/---

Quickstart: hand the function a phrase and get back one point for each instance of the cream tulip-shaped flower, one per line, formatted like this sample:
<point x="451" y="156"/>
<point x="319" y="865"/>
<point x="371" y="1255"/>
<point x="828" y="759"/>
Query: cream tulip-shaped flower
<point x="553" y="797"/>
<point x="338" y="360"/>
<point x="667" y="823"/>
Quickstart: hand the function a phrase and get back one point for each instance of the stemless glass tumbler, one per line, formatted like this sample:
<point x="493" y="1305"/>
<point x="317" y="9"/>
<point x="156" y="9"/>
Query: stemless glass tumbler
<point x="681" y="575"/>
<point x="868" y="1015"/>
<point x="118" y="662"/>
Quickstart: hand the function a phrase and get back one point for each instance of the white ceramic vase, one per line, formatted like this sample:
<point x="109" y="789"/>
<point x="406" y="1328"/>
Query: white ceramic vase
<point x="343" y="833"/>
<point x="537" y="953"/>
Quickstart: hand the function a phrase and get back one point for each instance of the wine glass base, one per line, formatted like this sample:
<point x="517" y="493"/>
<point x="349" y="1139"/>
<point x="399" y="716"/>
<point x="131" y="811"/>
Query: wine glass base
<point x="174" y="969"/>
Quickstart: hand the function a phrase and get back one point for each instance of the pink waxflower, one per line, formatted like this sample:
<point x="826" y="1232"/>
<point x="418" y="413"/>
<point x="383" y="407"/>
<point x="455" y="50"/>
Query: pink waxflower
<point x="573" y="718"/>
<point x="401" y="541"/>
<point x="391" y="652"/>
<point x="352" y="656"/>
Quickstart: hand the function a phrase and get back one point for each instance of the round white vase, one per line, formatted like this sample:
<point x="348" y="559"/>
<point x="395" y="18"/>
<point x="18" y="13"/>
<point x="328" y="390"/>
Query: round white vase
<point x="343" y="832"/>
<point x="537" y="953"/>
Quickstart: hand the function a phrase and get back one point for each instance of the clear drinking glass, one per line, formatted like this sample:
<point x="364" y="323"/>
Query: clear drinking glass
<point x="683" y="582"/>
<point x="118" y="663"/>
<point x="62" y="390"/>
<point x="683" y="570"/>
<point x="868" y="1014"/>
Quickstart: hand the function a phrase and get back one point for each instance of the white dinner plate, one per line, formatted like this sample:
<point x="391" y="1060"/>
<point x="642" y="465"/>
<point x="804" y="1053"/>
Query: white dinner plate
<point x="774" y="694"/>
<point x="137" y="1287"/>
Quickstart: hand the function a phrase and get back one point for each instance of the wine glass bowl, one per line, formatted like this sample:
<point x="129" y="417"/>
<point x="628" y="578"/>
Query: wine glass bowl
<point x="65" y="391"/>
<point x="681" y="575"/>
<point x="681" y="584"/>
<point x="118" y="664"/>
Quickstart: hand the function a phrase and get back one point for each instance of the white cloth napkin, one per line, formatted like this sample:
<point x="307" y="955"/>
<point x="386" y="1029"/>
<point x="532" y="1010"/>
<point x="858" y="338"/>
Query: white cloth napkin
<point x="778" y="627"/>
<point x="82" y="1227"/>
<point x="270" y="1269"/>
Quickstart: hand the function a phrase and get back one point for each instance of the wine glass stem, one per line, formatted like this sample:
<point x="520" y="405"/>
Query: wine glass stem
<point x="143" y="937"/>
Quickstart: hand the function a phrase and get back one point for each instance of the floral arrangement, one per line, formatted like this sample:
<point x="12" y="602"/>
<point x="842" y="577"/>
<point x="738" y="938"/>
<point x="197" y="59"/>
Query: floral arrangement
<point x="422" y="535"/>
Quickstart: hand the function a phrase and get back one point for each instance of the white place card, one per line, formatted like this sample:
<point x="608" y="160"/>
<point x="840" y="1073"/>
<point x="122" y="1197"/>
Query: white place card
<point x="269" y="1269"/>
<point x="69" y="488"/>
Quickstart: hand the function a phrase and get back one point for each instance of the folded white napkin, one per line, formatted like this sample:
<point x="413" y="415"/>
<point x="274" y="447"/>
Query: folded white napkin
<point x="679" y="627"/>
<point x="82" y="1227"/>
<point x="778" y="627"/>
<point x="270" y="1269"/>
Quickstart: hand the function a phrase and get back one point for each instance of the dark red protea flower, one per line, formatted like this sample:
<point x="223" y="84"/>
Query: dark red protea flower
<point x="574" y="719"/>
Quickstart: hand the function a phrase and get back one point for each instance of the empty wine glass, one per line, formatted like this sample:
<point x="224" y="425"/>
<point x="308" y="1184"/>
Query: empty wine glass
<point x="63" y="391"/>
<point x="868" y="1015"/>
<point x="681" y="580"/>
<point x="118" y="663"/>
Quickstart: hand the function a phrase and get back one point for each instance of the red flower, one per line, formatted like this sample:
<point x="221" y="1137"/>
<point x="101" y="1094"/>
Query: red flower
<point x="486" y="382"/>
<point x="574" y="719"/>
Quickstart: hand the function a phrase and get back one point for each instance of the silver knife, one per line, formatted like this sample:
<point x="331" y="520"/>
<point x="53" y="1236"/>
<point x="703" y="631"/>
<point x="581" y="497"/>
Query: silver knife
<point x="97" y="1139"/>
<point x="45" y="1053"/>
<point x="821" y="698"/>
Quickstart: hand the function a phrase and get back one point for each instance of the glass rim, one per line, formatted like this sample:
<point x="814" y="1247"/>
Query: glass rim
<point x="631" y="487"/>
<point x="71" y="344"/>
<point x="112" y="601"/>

\---

Required work
Copy every line of the records word for word.

Right answer
Quickstart: hand the function a phrase and get back one point for each instance of the cream tulip-shaped flower, one per line, formatted like this sample:
<point x="451" y="156"/>
<point x="319" y="865"/>
<point x="371" y="1255"/>
<point x="828" y="759"/>
Query: cream tulip-shaped flower
<point x="553" y="797"/>
<point x="338" y="360"/>
<point x="667" y="823"/>
Quickstart: hand the function a phrase and get back one point for each instance of the stemless glass tumbler, one per line, formatted like this sample:
<point x="493" y="1305"/>
<point x="317" y="9"/>
<point x="156" y="9"/>
Query: stemless glass tumbler
<point x="681" y="575"/>
<point x="868" y="1015"/>
<point x="118" y="662"/>
Quickstart: hand the function a phrase and get back one point for each instance of the white ceramic vase, one per line, formatted like this sample:
<point x="109" y="789"/>
<point x="406" y="1328"/>
Query: white ceramic vase
<point x="343" y="833"/>
<point x="537" y="953"/>
Quickstart: hand the function a phrase and get back one point for each instance of the wine glass base, one per line, formatted like this sample:
<point x="517" y="493"/>
<point x="349" y="1139"/>
<point x="399" y="716"/>
<point x="131" y="811"/>
Query: wine glass base
<point x="174" y="969"/>
Quickstart: hand the function a phrase and get back one point for each instance of the pink waxflower, one per line, formatted like this sample:
<point x="826" y="1232"/>
<point x="418" y="413"/>
<point x="383" y="407"/>
<point x="455" y="50"/>
Query: pink waxflower
<point x="573" y="718"/>
<point x="401" y="541"/>
<point x="391" y="652"/>
<point x="352" y="656"/>
Quickstart: hand the function a phrase and get back one point for each instance of the round white vase, one per line, formatted like this sample:
<point x="348" y="559"/>
<point x="395" y="18"/>
<point x="18" y="13"/>
<point x="328" y="390"/>
Query: round white vase
<point x="343" y="832"/>
<point x="537" y="953"/>
Quickstart: hand the function a phrase and get back one point for each instance of the clear drinking glass, one per line, formatted like this sample:
<point x="364" y="323"/>
Query: clear drinking glass
<point x="683" y="582"/>
<point x="118" y="663"/>
<point x="62" y="390"/>
<point x="683" y="570"/>
<point x="868" y="1014"/>
Quickstart: hand the function a phrase and get back one point for each instance of the white dinner plate, one per line, formatted like this sample:
<point x="391" y="1060"/>
<point x="642" y="465"/>
<point x="804" y="1053"/>
Query: white dinner plate
<point x="774" y="694"/>
<point x="137" y="1287"/>
Quickstart: hand the function a phrase and get back one point for each instance of the wine glass bowl, one per line, formatted like this sample:
<point x="129" y="417"/>
<point x="628" y="578"/>
Query: wine glass bowl
<point x="65" y="391"/>
<point x="681" y="575"/>
<point x="681" y="584"/>
<point x="118" y="664"/>
Quickstart: hand the function a phrase and get back one point for each instance of the white cloth napkin, one per line, formatted like this sample:
<point x="307" y="955"/>
<point x="386" y="1029"/>
<point x="532" y="1010"/>
<point x="858" y="338"/>
Query: white cloth napkin
<point x="778" y="627"/>
<point x="82" y="1227"/>
<point x="270" y="1269"/>
Quickstart: hand the function a phrase and get back one point for each instance of the wine glass stem, one per line, formatted like this sample:
<point x="520" y="405"/>
Query: wine glass stem
<point x="143" y="937"/>
Quickstart: hand the function a phrase and get back one point for each instance of the floral arrangement, one per line, formatted like this sample:
<point x="12" y="602"/>
<point x="842" y="577"/>
<point x="738" y="938"/>
<point x="197" y="59"/>
Query: floral arrangement
<point x="422" y="535"/>
Quickstart: hand the function a phrase and get back one point for each instance of the white place card, one per line, formatted like this sample:
<point x="608" y="160"/>
<point x="840" y="1073"/>
<point x="122" y="1197"/>
Query: white place card
<point x="269" y="1269"/>
<point x="69" y="488"/>
Quickstart: hand the function a phrase and get back one point for each instance of the folded white napkin, one per line, formatted like this sample:
<point x="413" y="415"/>
<point x="274" y="447"/>
Query: folded white napkin
<point x="679" y="627"/>
<point x="82" y="1227"/>
<point x="778" y="627"/>
<point x="270" y="1269"/>
Quickstart: hand the function a phrase and get back one point for each instance of the dark red protea flower, one per line, formatted like this sample:
<point x="223" y="84"/>
Query: dark red protea flower
<point x="574" y="719"/>
Quickstart: hand the function a phrase and get back one point for each instance of the empty wine glass, one per line, formatted like this sample:
<point x="224" y="425"/>
<point x="308" y="1184"/>
Query: empty wine glass
<point x="63" y="391"/>
<point x="868" y="1015"/>
<point x="681" y="580"/>
<point x="118" y="663"/>
Quickstart: hand the function a phrase and get back one point for each instance of the red flower, one per line, formatted like this sample:
<point x="221" y="1137"/>
<point x="101" y="1094"/>
Query: red flower
<point x="486" y="382"/>
<point x="574" y="719"/>
Quickstart: hand the function a phrase and get back one point for each instance of the silver knife, one per line, formatted like this sample:
<point x="331" y="520"/>
<point x="53" y="1236"/>
<point x="703" y="631"/>
<point x="581" y="497"/>
Query: silver knife
<point x="97" y="1139"/>
<point x="45" y="1053"/>
<point x="821" y="698"/>
Quickstart: hand the function a phrase and get back one point for each instance of the glass rim, one per line, formatted like this sample:
<point x="814" y="1247"/>
Query: glass rim
<point x="631" y="487"/>
<point x="71" y="344"/>
<point x="112" y="601"/>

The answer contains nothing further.